任务指令 1 =
根据下面这篇关于雅虎的报道回答:
(a) 费罗在哪一年与杨致远成为好友?
(b) 两人最初给那个计算机研究测试项目起的名字是什么?
(c) 费罗是在星期几接受采访的?

阅读文段 =
CNET科技资讯网2005-06-29 08:26:27




CNET科技资讯网报道 大卫-费罗(David Filo)还记得1994年的那一天,他和斯坦福大学的博士生杨致远(Jerry Yang)成为了好友,两人决定用互联网做一桩大生意。


他们详细讨论了利用这种新兴媒体来销售货物的各种办法,但绝大多数主意都被废弃了。开了数次会之后,费罗与杨致远又回到了原来的一个计算机研究测试项目上,他们当时将这一项目命名为“杰瑞的万维网向导”(Jerry's Guide to the World Wide Web)。这是一种网络搜索目录,一种将改变他们生活的东西。一年之后,雅虎诞生。


星期三,费罗在接受采访时表示:“我们从未将雅虎列为当初的设想之中。我们当时不认为雅虎会成为一个商业企业。”


从业余爱好到网络搜索目录,再到在线媒体巨人,过去10年间,雅虎已经经历了许多的改变,它已经从新技术的偶然把握者成功的转变为互联网泡沫时代之后成功的企业。幸存者已经尝到了收益及股价上涨的甜头回报。


但从某个方面说,今日的雅虎与1995年的雅虎仍有相同之处。知情者说,尽管雅虎不再摸着石头过河,这家梦想无所不及无人不致的网络门户网站现在仍然具有冒险性。

所给材料 =
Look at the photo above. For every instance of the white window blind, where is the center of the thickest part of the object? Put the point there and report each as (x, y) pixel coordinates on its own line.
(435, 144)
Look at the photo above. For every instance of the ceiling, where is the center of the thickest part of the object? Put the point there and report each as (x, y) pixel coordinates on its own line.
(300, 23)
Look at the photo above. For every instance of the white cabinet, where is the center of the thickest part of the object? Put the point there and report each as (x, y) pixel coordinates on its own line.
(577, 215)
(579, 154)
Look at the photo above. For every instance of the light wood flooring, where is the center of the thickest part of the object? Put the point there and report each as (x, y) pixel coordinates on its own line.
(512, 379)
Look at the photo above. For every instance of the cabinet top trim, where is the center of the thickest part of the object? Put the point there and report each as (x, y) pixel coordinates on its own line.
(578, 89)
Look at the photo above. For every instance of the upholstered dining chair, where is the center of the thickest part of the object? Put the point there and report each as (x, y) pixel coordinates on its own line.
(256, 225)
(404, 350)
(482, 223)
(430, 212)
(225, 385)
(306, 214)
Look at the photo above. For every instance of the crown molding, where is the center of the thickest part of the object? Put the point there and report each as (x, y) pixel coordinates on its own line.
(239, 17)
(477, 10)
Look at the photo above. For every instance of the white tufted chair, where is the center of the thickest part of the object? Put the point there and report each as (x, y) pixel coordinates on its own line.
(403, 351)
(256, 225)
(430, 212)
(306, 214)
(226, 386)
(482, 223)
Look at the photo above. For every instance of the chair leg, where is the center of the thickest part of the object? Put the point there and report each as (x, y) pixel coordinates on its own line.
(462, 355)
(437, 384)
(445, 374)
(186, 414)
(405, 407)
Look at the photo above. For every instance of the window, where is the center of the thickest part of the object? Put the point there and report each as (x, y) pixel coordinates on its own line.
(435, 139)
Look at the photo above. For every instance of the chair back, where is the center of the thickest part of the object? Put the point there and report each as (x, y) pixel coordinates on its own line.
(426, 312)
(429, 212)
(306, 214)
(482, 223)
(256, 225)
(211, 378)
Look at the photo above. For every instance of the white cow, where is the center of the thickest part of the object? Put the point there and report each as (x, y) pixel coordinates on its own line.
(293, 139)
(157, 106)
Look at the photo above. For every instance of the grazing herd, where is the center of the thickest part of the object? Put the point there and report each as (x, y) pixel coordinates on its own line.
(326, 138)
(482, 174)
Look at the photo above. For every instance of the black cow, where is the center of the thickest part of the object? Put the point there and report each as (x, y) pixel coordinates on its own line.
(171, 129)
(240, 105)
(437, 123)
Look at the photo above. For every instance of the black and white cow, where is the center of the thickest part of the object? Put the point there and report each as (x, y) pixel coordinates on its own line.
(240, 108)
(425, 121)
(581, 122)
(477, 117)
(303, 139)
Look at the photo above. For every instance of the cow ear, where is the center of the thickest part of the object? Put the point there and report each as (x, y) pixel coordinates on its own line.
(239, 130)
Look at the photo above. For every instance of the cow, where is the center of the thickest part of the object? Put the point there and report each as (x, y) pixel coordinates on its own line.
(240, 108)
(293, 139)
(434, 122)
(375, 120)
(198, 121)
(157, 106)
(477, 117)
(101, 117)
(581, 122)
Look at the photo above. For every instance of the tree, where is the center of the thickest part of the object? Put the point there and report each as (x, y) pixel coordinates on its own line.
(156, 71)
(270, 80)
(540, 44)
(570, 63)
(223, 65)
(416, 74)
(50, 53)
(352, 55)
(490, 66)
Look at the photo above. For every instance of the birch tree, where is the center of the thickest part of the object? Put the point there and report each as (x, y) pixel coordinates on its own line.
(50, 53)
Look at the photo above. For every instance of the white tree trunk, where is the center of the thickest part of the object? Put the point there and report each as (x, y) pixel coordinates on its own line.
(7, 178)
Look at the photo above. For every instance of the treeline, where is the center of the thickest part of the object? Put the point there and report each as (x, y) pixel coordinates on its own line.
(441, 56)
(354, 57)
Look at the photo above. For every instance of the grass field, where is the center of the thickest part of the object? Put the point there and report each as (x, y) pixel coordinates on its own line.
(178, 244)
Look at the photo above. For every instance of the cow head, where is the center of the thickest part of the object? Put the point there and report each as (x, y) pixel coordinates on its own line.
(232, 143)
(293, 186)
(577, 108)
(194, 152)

任务指令 2 = 把上方所给材料里从含有“cow head, where”的那一行起、到材料最后一行为止的这部分行输出为两列CSV,首尾两行都包括在内。列名用“输入”和“输出”,每一项占一行:“输入”填该项的文字,“输出”填它对应的答案;每个值各放进一个带引号的字段,其中的换行一律改为空格。

完整答案 1 =
(a) 1994年。
(b) “杰瑞的万维网向导”(Jerry's Guide to the World Wide Web)。
(c) 星期三。

完整答案 2 =
输入,输出
"Look at the photo above. For every instance of the cow head, where is the center of the thickest part of the object? Put the point there and report each as (x, y) pixel coordinates on its own line.","(232, 143) (293, 186) (577, 108) (194, 152)"